Sugar reduction lobby group calls for 20% sugar tax on confectionery

Action on Sugar has urged for a complete ban on all confectionery price promotions, along with a sugar tax on all confectionery of at least 20%.

The group, based at Queen Mary University of London, has called for the ban following its product survey. The survey revealed the amount of sugar, specifically in chocolate confectionery ‘sharing’ bags.

The survey was taken from 95 chocolate confectioneries, reportedly revealing that the ‘sharing’ bag with the highest amount of sugar per pack (i.e. Brookside Dark Chocolate Pomegranate Flavour 198g) contained 29 teaspoons – four times an adult’s maximum daily sugar intake.

The data was collected over a two month period between December 2017 and January 2018 from Tesco, Asda, Sainsbury’s, Morrisons, Co-op and Waitrose, each of whom was actively offering price promotions on some sharing bags.

According to the group, Brookside Dark Chocolate Acai & Blueberry Flavors (198g) was next with 28 teaspoons of sugar per pack, followed by Marks & Spencer’s Gigantic Milk Chocolate Buttons (170g) and Lidl Mister Choc White Chocolate Giant Buttons (140g), both containing 23 teaspoons of sugar.

Action on Sugar believes that consumption of confectionery is the second highest contributor to sugar intake in children, after soft drinks.

Graham MacGregor, Professor of Cardiovascular Medicine at Queen Mary University of London and chairman of Action on Sugar, has said that his view is that food companies are ‘exploiting consumers’ through promotions on high sugar items.

STUDY MATERIAL:
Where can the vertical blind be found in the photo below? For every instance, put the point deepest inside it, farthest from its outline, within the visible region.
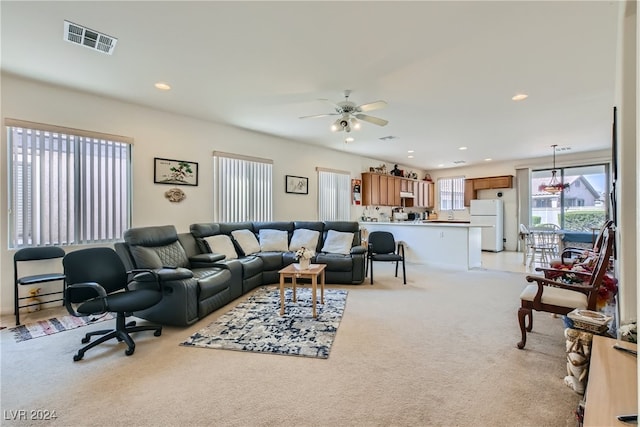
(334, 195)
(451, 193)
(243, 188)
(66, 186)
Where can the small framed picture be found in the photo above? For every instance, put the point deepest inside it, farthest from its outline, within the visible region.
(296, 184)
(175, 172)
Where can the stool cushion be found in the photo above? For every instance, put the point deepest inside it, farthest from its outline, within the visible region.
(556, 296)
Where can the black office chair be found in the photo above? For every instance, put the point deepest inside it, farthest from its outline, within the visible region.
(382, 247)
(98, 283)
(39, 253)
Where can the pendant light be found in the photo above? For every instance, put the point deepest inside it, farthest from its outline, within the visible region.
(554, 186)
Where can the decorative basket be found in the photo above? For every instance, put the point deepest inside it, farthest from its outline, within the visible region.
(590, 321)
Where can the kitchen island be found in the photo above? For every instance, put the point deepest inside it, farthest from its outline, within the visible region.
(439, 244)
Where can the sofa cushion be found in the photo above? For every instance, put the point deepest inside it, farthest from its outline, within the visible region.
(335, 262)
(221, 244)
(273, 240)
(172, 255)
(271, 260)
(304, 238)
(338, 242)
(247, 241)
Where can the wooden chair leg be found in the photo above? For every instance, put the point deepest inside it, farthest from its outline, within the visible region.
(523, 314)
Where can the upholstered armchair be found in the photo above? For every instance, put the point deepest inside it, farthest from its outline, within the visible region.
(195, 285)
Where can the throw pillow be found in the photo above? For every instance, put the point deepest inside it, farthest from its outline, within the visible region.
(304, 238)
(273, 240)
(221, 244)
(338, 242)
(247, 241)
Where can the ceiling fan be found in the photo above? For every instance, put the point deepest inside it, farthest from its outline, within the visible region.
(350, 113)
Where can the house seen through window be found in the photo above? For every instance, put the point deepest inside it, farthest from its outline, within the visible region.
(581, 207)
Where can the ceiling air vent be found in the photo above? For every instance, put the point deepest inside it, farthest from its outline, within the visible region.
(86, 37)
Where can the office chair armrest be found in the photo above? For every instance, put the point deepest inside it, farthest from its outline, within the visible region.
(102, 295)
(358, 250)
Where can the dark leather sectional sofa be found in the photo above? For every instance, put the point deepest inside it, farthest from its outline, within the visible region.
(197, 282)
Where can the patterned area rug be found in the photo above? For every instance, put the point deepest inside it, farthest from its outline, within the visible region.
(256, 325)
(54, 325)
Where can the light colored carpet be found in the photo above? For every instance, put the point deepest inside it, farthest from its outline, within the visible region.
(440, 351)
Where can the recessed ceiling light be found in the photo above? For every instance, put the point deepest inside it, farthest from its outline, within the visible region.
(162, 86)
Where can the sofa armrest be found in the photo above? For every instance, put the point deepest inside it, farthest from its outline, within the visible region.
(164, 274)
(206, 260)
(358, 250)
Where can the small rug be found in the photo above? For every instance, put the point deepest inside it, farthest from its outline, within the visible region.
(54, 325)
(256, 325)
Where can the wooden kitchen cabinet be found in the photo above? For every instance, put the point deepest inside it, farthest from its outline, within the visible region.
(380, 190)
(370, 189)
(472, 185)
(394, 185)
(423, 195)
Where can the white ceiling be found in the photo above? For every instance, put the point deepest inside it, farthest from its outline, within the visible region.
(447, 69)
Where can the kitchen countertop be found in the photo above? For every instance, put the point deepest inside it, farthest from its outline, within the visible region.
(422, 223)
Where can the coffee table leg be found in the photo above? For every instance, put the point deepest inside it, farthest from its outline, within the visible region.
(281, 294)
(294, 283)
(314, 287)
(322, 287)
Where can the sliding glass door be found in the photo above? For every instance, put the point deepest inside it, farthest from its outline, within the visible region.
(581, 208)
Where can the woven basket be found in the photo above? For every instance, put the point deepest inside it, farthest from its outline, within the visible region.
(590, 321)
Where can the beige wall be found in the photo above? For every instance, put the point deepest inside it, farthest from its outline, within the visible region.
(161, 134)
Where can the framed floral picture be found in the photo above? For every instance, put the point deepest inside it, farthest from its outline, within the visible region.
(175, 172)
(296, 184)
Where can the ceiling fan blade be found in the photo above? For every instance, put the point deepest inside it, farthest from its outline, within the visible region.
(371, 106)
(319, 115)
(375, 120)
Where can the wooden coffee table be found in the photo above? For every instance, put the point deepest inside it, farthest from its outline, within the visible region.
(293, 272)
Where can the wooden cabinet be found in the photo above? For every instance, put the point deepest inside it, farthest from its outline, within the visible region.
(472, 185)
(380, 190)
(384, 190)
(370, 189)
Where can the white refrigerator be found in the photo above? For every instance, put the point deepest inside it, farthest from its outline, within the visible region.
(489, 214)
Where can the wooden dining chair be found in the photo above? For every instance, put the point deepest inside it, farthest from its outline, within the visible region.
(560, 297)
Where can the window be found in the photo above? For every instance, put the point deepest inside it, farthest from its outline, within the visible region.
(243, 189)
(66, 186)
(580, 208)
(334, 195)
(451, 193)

==

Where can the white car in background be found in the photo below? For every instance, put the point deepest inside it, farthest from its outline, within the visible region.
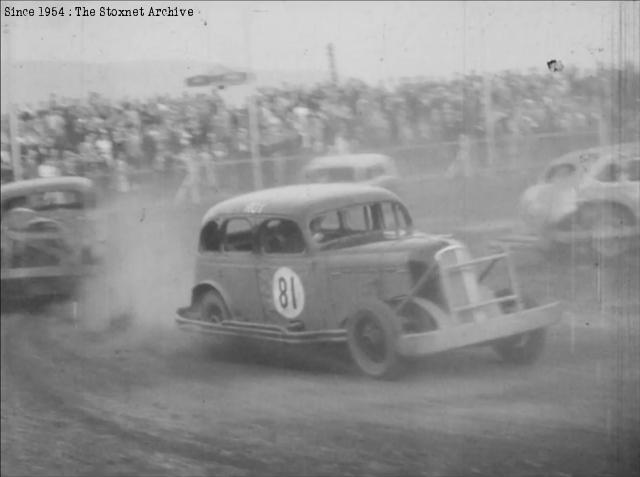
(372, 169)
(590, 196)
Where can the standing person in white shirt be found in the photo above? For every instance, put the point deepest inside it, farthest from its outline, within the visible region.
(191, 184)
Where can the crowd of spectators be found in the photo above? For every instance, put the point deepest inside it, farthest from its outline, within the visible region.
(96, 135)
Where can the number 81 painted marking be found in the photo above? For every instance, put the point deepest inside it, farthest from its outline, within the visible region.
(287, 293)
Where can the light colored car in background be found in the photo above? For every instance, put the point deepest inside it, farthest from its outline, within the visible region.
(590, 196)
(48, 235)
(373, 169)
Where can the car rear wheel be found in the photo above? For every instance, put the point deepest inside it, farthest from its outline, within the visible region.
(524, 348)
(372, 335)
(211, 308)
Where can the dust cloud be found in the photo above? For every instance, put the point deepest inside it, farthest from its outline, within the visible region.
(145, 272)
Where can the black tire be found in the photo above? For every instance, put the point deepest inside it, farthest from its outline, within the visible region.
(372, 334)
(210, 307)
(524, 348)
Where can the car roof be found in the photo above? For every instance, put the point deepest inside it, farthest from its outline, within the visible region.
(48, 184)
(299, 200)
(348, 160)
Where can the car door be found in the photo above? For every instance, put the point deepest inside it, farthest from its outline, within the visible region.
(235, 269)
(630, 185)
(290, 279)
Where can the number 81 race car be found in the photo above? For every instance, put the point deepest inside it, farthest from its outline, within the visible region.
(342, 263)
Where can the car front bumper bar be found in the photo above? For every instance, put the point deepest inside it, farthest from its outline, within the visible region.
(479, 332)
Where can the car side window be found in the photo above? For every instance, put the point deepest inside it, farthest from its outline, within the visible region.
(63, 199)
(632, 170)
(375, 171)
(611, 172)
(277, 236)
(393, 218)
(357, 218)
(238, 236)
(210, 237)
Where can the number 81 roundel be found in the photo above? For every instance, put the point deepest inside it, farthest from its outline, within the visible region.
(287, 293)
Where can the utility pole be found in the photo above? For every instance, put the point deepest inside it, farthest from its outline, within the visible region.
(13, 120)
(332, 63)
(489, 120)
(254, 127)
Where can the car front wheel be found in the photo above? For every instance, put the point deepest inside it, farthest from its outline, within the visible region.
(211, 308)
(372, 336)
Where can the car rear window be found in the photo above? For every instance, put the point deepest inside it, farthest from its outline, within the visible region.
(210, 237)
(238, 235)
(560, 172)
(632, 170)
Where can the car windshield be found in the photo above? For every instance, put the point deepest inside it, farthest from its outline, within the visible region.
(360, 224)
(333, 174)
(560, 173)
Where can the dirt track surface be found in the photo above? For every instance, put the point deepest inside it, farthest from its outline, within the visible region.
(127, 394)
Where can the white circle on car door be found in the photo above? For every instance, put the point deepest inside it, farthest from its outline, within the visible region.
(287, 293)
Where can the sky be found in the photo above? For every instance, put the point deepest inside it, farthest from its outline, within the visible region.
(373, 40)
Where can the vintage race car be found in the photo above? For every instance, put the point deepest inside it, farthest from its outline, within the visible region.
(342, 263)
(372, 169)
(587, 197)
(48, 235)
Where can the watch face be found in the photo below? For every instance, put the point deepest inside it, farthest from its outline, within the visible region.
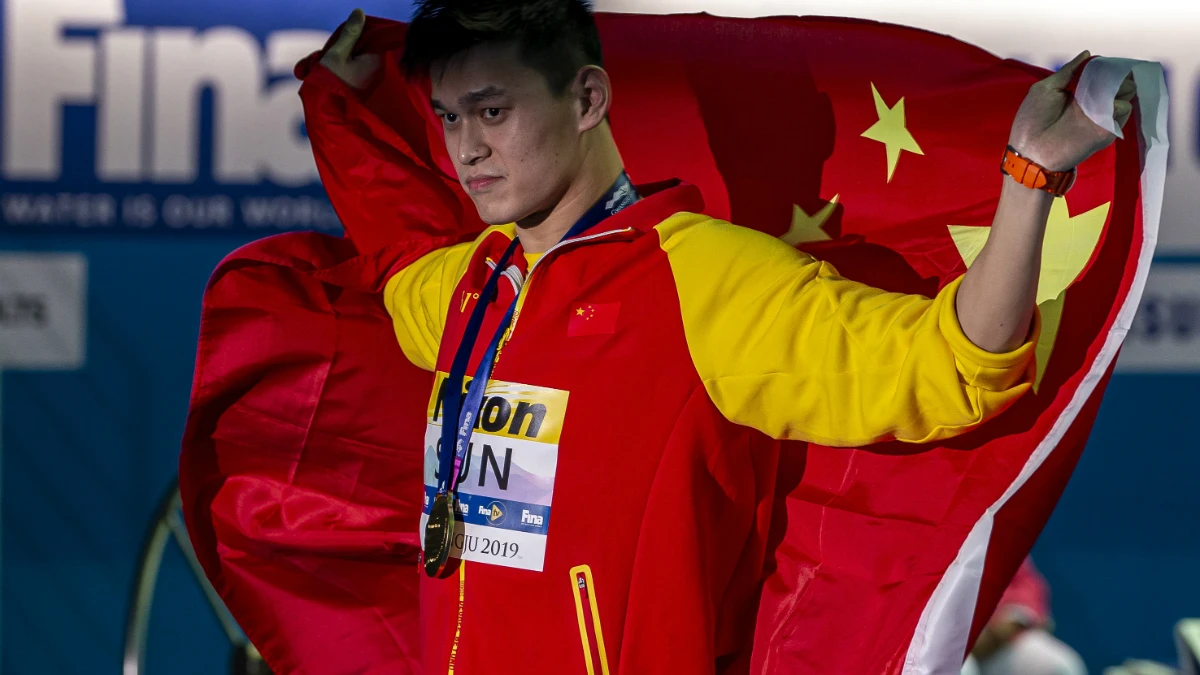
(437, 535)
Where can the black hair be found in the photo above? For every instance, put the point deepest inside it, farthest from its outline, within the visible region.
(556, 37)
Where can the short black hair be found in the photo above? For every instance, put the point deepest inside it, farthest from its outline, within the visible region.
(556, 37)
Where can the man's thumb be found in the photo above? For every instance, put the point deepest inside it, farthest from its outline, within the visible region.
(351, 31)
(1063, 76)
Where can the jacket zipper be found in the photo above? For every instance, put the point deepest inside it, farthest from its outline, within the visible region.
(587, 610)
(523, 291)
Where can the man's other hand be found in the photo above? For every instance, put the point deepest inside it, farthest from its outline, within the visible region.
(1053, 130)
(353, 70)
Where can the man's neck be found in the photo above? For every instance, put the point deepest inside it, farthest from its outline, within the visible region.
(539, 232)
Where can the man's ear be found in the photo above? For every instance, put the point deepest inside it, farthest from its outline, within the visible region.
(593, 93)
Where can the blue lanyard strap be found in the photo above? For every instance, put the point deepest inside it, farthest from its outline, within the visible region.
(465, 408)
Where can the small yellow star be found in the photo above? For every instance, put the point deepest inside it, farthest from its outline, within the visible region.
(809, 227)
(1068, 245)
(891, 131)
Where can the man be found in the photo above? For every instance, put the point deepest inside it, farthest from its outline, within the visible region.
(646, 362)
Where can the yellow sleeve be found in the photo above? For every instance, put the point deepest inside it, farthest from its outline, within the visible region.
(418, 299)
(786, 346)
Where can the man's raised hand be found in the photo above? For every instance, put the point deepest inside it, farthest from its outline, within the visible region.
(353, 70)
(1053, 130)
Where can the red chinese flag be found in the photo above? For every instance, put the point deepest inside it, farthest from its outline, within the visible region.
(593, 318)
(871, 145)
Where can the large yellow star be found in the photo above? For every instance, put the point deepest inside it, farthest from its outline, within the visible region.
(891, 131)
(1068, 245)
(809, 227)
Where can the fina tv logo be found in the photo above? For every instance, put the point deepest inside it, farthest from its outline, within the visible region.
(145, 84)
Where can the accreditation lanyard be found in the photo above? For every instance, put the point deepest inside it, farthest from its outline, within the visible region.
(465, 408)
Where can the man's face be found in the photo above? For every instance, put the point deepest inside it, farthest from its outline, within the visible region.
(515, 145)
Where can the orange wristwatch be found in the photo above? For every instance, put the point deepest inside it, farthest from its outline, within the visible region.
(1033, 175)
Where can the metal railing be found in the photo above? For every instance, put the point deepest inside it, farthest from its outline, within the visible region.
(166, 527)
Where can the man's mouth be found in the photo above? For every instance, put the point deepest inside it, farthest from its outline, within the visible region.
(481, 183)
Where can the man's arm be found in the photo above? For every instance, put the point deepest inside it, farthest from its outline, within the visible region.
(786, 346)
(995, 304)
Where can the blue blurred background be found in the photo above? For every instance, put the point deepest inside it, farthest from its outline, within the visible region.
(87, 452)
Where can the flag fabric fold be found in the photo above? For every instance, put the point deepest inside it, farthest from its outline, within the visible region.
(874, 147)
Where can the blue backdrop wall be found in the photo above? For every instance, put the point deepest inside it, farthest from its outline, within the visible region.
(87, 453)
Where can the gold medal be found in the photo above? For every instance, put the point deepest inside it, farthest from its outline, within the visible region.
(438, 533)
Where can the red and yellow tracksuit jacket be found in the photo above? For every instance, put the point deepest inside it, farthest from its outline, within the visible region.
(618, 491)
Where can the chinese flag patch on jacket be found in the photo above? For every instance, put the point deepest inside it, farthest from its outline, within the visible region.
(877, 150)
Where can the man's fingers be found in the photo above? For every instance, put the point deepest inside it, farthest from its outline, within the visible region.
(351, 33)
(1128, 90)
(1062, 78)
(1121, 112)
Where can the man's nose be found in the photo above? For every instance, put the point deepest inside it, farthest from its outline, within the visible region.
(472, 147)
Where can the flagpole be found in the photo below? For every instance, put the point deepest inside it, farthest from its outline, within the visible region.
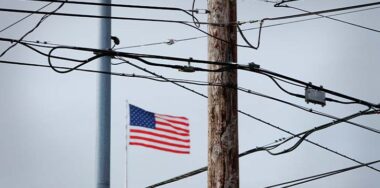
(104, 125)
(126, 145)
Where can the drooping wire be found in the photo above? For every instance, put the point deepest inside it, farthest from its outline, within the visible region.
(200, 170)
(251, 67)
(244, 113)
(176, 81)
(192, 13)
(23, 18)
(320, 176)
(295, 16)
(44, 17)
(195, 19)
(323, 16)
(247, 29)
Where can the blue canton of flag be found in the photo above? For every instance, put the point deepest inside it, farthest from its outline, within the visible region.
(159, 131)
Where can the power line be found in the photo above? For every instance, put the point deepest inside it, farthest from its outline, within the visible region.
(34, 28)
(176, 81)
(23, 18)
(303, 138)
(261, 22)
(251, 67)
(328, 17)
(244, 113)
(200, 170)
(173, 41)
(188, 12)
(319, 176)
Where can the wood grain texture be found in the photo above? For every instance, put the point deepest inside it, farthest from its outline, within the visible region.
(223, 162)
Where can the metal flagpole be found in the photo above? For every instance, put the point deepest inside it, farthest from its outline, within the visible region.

EXERCISES:
1. According to the article on the proposed confectionery sugar tax, how many chocolate confectionery products did the survey cover?
2. Pick up the article on the proposed confectionery sugar tax after its final sentence and continue it.

YOUR WRITTEN ANSWERS:
1. 95

2.
He added: “It is shocking that food companies are being allowed to exploit consumers, by manipulating them into purchasing larger size bags of chocolate confectionery on the cheap.

“Prime Minister Theresa May is letting companies get away with this despite pledging to help the socially deprived when she first became the Prime Minster. Companies must be held accountable and reminded to reconsider their ethical and corporate responsibility.”

Andrea Martinez-Inchausti, deputy director food policy at the British Retail Consortium, said on behalf of its members: “Strategies have to be given time to work before other approaches are introduced.

“The sugar strategy was launched last year and we are confident, based on all the work done by our members, that the one year progress report by PHE, will show great improvement in confectionery and the other nine categories covered.”